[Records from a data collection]
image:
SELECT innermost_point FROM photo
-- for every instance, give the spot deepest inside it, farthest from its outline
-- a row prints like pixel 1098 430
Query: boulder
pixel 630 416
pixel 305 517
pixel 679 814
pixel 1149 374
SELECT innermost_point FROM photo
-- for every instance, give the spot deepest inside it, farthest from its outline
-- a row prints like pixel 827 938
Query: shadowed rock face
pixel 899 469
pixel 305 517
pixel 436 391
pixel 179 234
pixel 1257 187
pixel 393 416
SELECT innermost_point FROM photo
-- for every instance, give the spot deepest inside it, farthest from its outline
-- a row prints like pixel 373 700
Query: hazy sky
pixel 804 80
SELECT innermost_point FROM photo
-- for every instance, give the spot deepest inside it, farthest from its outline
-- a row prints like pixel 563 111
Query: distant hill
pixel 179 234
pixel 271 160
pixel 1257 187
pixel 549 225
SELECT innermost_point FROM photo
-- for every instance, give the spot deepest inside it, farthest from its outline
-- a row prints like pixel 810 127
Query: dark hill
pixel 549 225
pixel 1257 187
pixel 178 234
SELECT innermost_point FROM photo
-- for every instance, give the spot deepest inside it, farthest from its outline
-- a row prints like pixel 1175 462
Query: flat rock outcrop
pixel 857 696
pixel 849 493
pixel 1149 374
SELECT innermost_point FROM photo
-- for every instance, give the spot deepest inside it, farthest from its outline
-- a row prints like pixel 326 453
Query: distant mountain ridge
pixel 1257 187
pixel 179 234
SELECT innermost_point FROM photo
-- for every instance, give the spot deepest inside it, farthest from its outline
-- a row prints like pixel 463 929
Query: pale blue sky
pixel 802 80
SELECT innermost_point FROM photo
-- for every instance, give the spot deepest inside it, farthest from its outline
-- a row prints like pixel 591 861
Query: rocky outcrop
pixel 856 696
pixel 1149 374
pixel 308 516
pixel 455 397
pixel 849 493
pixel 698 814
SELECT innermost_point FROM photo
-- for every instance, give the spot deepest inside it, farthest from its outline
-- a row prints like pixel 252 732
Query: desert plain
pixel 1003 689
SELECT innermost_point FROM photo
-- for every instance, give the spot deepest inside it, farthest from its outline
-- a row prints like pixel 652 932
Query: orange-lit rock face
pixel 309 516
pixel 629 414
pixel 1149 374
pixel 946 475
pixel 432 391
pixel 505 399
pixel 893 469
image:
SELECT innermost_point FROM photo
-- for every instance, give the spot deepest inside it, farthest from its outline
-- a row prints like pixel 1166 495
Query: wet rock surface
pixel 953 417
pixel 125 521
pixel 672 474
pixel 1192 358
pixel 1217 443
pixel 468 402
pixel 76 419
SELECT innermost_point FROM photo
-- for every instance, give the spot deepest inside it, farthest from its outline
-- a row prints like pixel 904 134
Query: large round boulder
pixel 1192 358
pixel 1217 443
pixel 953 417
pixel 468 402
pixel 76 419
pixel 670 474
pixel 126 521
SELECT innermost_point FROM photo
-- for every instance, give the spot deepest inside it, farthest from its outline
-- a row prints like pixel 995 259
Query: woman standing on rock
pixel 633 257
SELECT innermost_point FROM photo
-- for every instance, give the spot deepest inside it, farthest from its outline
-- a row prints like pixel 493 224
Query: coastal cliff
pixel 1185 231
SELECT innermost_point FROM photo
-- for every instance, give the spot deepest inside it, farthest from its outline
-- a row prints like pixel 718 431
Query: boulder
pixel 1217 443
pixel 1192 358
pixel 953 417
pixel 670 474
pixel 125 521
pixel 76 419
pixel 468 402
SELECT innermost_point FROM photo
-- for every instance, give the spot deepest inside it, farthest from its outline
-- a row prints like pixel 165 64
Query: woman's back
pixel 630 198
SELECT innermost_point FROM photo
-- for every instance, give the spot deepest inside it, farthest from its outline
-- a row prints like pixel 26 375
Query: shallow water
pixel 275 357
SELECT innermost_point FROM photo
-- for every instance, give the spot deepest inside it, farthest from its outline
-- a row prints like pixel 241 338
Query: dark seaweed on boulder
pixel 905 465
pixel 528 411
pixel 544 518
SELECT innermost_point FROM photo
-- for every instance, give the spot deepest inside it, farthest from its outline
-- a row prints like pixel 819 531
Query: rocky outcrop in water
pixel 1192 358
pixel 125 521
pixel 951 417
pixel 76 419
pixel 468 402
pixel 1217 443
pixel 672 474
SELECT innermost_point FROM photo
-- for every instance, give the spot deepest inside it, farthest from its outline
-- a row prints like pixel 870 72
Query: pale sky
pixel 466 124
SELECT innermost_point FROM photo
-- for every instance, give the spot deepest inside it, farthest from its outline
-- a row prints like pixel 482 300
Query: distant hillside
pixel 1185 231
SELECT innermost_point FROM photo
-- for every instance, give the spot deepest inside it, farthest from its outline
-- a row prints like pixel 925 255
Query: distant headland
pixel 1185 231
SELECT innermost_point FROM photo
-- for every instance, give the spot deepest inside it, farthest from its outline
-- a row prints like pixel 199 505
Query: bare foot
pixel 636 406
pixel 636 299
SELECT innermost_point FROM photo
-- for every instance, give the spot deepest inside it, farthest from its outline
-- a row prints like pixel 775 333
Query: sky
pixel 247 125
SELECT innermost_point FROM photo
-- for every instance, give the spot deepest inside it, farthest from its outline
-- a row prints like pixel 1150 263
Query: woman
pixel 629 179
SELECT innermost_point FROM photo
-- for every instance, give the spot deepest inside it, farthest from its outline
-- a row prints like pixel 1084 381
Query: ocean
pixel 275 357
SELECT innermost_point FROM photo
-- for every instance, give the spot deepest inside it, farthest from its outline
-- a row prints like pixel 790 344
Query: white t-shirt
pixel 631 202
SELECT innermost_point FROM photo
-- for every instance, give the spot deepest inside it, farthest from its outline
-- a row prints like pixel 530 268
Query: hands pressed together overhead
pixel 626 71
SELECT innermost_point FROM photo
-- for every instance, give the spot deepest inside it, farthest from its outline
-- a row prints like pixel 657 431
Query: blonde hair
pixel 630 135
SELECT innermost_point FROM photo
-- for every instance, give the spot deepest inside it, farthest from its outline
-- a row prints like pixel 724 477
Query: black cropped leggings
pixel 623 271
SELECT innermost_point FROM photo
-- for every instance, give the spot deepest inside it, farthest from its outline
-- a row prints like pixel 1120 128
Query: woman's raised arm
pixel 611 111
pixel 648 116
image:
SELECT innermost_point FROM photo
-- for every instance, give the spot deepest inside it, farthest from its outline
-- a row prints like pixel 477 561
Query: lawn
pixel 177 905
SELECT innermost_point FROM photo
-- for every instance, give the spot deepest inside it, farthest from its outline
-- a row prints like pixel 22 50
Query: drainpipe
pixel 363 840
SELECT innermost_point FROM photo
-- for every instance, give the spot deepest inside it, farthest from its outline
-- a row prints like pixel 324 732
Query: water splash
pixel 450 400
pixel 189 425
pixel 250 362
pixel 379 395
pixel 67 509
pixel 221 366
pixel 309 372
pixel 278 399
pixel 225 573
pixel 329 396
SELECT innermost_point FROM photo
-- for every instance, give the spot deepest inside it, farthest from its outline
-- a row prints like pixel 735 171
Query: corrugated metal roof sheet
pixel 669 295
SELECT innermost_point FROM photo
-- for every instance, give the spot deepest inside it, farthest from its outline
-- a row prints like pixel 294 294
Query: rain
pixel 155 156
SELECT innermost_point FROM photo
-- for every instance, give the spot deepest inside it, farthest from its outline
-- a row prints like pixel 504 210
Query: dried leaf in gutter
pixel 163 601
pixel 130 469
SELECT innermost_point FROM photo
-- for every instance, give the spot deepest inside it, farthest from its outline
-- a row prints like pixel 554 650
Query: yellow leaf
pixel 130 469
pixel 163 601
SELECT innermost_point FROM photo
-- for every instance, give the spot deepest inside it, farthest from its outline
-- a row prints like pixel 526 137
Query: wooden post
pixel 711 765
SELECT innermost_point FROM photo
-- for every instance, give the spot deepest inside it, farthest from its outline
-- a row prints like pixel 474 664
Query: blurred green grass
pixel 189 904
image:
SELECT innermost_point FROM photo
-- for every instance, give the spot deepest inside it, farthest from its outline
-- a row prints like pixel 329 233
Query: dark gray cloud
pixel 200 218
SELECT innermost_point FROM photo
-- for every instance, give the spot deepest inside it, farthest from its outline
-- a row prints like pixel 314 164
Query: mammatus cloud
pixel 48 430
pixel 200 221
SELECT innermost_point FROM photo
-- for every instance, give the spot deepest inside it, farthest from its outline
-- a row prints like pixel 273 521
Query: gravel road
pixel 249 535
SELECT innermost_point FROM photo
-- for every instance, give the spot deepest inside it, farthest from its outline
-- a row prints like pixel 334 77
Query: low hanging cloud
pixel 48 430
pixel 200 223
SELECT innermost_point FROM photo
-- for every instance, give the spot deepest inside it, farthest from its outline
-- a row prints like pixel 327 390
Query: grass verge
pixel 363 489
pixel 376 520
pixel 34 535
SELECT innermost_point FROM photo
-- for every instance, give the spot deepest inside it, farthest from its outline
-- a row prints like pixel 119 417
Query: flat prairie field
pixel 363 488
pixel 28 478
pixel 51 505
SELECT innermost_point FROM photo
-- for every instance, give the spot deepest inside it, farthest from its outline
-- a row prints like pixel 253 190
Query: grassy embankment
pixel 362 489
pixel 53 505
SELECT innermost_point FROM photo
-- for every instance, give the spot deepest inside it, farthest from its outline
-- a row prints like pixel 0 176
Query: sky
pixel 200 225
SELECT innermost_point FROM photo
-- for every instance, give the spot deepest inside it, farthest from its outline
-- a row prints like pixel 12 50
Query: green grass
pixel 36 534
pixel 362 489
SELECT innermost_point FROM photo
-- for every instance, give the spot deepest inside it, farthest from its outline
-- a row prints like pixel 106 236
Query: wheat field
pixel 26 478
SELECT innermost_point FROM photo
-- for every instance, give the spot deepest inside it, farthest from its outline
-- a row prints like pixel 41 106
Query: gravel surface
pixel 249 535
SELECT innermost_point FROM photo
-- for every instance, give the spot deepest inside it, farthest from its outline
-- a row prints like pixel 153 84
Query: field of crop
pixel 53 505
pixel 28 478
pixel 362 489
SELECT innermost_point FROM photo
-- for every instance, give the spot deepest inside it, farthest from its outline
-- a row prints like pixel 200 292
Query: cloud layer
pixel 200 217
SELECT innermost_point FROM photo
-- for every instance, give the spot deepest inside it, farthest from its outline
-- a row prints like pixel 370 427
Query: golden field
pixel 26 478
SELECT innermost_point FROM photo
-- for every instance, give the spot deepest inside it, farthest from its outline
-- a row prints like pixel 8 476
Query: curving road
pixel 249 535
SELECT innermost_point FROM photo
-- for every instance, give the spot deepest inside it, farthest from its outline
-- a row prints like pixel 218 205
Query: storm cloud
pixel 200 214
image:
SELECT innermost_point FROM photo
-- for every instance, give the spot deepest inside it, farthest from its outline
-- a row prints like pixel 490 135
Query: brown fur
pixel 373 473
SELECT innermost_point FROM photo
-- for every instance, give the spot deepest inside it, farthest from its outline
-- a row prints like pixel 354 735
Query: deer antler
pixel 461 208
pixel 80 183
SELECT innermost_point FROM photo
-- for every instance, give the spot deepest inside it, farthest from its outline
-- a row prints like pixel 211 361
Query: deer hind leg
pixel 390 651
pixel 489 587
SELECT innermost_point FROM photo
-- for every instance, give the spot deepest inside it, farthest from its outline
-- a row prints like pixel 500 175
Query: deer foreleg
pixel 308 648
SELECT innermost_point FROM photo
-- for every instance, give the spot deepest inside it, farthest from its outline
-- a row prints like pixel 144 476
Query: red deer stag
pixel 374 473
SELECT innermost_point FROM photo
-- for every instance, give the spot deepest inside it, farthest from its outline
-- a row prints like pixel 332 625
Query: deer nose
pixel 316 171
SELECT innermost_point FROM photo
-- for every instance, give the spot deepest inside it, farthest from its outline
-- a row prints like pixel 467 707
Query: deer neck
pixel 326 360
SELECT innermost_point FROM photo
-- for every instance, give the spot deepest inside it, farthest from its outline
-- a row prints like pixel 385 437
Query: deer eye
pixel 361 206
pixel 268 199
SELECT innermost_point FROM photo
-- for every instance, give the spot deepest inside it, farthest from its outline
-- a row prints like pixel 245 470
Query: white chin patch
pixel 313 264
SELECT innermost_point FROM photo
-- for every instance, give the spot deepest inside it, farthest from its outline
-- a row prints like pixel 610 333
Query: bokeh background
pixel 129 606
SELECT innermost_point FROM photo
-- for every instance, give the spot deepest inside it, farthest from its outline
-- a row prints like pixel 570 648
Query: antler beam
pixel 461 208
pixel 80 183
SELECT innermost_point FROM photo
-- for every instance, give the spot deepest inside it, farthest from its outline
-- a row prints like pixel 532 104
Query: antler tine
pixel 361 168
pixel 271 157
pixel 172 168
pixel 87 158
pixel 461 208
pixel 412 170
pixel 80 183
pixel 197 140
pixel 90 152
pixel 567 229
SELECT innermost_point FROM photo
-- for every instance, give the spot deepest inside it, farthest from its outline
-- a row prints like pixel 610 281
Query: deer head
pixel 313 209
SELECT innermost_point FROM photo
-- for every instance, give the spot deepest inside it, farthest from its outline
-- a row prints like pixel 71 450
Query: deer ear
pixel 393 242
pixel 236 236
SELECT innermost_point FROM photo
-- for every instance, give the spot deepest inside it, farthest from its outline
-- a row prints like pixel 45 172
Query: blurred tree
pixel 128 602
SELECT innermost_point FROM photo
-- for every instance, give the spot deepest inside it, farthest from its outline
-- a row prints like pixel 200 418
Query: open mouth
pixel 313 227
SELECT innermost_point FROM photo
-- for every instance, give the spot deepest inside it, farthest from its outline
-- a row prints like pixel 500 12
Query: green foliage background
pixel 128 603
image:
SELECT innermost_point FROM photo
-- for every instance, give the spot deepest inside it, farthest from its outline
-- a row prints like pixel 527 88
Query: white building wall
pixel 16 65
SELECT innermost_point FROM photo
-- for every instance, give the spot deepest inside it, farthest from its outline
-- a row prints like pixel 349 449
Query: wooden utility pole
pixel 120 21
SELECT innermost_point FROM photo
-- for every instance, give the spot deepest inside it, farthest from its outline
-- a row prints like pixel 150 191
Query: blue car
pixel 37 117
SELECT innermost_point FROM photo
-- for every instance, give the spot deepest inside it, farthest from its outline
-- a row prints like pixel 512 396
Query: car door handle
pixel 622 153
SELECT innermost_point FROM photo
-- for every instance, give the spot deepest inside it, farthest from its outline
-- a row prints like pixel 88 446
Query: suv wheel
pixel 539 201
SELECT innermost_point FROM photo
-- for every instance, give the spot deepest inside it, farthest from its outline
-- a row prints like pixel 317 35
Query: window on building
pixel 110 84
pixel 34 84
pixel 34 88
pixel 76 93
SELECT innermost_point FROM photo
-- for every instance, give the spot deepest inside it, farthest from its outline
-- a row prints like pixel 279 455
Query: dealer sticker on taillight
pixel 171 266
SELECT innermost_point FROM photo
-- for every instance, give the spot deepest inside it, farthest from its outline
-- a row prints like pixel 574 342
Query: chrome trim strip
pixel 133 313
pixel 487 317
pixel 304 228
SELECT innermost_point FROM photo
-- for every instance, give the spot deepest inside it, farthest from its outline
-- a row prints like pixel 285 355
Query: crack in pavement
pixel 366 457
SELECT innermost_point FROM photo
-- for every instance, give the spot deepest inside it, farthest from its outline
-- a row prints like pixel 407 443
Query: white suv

■ THE TASK
Reproduce the records above, beginning at their first line and stopping after the line that contains "pixel 393 416", with "boulder" swapped for "large rock" and everything else left unchanged.

■ SOLUTION TO THIS EXERCISE
image:
SELECT innermost_point FROM photo
-- for every instance, give the spot deepest inside it, farthest from its outline
-- a row prints like pixel 1098 430
Query: large rock
pixel 630 416
pixel 305 517
pixel 679 814
pixel 1149 374
SELECT innermost_point FROM photo
-- for every instance, give the spot deepest inside it, farthest from its outline
-- a row prints like pixel 827 938
Query: shadowed rock face
pixel 899 469
pixel 305 517
pixel 436 391
pixel 179 234
pixel 1257 187
pixel 393 416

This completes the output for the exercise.